= WHAT IS BEING ASKED =
In the listing below, a line holding "Target: vertical pipe" and a line holding "Target: bare tree" mark the range. Retype both exactly, with all lines between them.

= SUPPLIED RECORDS =
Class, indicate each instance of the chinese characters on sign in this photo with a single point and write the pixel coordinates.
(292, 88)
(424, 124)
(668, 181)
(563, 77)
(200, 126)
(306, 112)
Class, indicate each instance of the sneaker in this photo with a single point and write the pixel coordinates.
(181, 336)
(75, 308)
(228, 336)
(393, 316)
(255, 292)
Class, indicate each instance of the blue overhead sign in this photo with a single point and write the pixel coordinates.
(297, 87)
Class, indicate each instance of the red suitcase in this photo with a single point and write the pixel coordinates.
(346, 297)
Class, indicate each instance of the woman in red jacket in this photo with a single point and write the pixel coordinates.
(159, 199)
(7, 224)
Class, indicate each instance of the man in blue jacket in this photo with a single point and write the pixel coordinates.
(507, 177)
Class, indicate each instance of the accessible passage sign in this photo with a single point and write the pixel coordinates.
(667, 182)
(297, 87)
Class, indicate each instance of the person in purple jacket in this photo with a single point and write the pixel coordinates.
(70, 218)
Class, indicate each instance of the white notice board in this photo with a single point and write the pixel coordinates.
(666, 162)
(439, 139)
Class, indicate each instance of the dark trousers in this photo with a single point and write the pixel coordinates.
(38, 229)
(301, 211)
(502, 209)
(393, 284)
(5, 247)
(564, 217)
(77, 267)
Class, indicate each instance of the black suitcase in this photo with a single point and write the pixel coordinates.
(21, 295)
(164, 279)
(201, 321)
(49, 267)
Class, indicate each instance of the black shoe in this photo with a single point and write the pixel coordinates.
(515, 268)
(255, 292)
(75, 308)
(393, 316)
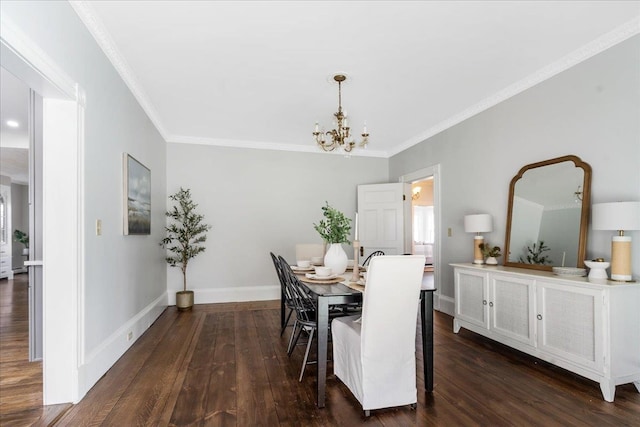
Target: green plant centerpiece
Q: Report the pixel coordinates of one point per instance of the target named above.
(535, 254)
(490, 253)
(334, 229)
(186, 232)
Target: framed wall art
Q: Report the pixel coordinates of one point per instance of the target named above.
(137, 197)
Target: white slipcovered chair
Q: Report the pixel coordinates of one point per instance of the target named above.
* * *
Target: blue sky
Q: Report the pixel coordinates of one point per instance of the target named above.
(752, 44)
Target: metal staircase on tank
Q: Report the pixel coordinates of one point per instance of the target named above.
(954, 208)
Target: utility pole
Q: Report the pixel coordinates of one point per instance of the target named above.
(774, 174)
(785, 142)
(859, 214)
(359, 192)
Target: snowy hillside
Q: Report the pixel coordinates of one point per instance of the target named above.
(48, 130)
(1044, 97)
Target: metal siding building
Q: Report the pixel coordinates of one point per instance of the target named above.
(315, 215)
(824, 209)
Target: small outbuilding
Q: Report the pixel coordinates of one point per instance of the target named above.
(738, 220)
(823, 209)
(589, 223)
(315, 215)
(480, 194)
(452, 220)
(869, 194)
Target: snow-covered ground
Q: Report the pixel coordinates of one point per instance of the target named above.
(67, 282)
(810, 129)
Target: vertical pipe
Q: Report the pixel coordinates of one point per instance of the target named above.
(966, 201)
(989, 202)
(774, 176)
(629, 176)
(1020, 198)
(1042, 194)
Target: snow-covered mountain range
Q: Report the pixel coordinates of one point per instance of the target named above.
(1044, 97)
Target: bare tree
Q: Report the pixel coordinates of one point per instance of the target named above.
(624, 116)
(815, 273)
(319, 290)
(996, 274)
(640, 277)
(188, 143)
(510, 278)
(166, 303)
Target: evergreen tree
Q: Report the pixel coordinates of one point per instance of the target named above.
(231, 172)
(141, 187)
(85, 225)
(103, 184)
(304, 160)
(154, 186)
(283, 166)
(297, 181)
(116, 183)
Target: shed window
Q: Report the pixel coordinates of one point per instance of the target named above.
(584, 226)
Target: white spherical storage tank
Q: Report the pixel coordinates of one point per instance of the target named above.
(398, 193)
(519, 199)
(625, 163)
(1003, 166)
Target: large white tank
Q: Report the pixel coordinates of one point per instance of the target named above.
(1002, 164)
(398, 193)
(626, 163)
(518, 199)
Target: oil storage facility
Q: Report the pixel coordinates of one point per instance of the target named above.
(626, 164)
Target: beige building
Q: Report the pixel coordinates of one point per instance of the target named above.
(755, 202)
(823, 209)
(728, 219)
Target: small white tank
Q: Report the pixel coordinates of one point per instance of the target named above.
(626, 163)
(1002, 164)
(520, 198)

= PROBLEM SOLUTION =
Target: vertical pipe
Q: Report the pixel coordinates of one point per instance of the target named above.
(966, 201)
(989, 202)
(774, 176)
(629, 176)
(1020, 198)
(1042, 194)
Target: snow-covered mountain range
Q: Report the pixel coordinates of one point per instance of the target named above.
(1044, 97)
Target: bare tree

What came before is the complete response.